- WHAT IS ASKED
Filter the entries below, copying each line that contains the word "hood".

- Object point labels
▽

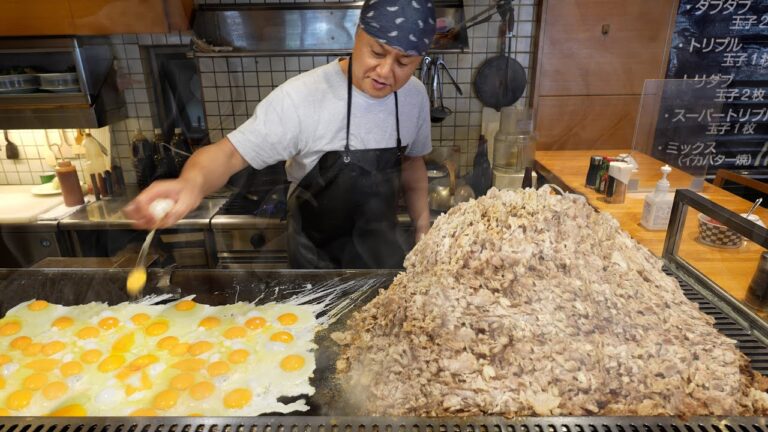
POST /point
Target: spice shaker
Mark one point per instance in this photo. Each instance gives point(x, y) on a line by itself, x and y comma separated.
point(618, 179)
point(70, 184)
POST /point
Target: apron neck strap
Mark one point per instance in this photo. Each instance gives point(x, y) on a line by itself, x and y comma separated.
point(347, 157)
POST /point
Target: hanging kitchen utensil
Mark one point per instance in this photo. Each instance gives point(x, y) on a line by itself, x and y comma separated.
point(439, 112)
point(441, 63)
point(11, 150)
point(501, 80)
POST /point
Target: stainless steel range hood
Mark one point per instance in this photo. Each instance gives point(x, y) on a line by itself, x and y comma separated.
point(312, 28)
point(97, 102)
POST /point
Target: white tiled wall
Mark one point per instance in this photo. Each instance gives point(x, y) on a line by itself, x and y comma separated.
point(233, 86)
point(138, 96)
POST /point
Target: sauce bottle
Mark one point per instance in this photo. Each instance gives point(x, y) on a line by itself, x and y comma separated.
point(70, 183)
point(180, 148)
point(143, 161)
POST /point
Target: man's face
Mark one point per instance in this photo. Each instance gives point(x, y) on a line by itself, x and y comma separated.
point(377, 69)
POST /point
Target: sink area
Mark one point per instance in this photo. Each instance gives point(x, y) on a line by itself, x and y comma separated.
point(19, 205)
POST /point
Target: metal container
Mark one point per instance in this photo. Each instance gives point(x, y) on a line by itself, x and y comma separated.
point(59, 82)
point(21, 83)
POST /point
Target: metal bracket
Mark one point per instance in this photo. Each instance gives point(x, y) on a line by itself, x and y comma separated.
point(684, 199)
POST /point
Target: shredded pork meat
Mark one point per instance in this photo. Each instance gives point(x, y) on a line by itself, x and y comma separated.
point(528, 303)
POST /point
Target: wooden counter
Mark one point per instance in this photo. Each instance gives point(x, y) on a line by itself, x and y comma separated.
point(732, 269)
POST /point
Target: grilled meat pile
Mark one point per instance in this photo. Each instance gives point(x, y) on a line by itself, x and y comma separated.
point(527, 303)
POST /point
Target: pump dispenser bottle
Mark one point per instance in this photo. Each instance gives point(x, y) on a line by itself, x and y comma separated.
point(658, 204)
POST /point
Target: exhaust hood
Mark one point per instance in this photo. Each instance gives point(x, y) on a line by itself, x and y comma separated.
point(294, 29)
point(54, 83)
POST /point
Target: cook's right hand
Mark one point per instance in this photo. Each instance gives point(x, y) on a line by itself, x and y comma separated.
point(185, 193)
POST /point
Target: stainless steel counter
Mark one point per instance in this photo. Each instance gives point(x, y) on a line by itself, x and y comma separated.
point(107, 214)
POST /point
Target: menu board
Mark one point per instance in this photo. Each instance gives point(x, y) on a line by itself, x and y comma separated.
point(717, 115)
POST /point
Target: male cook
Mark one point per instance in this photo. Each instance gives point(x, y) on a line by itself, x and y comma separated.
point(352, 132)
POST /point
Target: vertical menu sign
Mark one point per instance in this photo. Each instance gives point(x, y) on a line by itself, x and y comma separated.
point(717, 115)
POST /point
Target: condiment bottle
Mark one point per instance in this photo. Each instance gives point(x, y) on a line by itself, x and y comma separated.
point(482, 176)
point(143, 162)
point(658, 204)
point(180, 149)
point(96, 158)
point(70, 184)
point(165, 167)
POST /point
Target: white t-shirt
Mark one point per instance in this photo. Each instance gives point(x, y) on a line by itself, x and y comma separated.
point(306, 117)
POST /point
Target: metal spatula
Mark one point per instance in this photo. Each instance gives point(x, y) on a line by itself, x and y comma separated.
point(137, 278)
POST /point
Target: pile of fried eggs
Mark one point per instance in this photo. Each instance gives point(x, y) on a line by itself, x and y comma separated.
point(178, 359)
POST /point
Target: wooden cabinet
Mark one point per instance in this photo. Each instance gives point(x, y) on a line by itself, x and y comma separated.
point(594, 57)
point(35, 17)
point(579, 122)
point(93, 17)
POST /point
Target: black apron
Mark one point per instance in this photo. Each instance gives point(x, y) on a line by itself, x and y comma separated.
point(343, 213)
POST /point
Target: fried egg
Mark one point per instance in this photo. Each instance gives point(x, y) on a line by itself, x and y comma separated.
point(183, 358)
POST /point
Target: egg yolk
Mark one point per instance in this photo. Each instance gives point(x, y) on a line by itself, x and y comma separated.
point(182, 381)
point(209, 323)
point(37, 305)
point(143, 361)
point(53, 347)
point(218, 368)
point(165, 400)
point(235, 332)
point(202, 390)
point(140, 319)
point(200, 347)
point(111, 362)
point(143, 412)
point(109, 323)
point(156, 328)
point(90, 356)
point(55, 390)
point(180, 349)
point(292, 363)
point(35, 381)
point(32, 349)
point(18, 400)
point(288, 319)
point(185, 305)
point(74, 410)
point(237, 398)
point(70, 368)
point(283, 337)
point(167, 343)
point(20, 342)
point(89, 332)
point(43, 365)
point(255, 323)
point(62, 323)
point(189, 365)
point(238, 356)
point(10, 328)
point(124, 343)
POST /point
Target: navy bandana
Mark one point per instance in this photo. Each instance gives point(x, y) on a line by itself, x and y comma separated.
point(406, 25)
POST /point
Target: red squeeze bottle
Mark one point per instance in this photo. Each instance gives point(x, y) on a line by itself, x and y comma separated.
point(70, 184)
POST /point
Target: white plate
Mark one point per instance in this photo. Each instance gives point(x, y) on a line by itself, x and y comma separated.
point(61, 89)
point(45, 189)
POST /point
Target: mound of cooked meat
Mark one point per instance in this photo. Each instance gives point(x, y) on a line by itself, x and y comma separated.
point(528, 303)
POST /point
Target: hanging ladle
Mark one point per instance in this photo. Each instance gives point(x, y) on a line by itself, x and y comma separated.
point(439, 111)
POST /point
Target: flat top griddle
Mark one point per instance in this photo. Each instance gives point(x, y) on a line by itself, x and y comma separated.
point(328, 411)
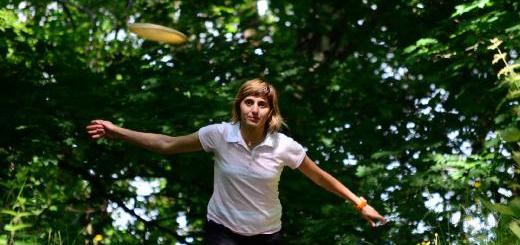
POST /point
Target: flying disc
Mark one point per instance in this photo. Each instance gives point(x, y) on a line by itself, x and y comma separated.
point(157, 33)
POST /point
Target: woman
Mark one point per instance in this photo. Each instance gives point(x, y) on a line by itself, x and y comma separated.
point(250, 154)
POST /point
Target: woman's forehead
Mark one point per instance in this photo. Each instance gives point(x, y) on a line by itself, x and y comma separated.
point(256, 97)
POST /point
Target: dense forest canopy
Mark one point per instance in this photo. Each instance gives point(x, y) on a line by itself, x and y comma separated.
point(406, 102)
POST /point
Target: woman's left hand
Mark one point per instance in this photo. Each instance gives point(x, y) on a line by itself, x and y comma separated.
point(372, 216)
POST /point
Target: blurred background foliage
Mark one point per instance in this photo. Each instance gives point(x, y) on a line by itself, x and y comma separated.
point(406, 102)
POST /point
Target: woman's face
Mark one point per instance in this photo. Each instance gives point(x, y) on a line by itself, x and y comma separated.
point(254, 111)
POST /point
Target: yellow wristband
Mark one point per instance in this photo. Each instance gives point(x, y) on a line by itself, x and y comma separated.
point(362, 203)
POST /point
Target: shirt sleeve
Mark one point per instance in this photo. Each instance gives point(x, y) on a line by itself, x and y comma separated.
point(209, 136)
point(293, 154)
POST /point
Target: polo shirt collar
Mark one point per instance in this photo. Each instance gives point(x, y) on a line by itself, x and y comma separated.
point(233, 135)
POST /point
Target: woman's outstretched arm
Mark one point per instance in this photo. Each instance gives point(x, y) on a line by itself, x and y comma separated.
point(154, 142)
point(328, 182)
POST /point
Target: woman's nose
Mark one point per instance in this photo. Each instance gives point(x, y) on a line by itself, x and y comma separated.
point(255, 108)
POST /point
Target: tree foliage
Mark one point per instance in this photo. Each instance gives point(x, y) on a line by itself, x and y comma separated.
point(400, 100)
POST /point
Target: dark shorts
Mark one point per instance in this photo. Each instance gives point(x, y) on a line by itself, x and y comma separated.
point(217, 234)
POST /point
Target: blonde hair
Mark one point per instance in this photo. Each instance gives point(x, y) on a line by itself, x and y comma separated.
point(260, 87)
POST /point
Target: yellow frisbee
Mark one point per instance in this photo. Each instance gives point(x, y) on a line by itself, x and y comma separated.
point(157, 33)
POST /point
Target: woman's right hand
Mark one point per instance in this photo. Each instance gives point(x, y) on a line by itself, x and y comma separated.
point(100, 128)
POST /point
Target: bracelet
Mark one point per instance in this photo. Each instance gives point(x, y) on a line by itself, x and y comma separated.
point(361, 204)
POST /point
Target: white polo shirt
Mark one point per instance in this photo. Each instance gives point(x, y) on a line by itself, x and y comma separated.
point(245, 190)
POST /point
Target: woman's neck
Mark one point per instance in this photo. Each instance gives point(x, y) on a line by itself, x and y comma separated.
point(252, 136)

△

- THE COMPLETED TASK
Target: stainless steel range hood
Target: exhaust hood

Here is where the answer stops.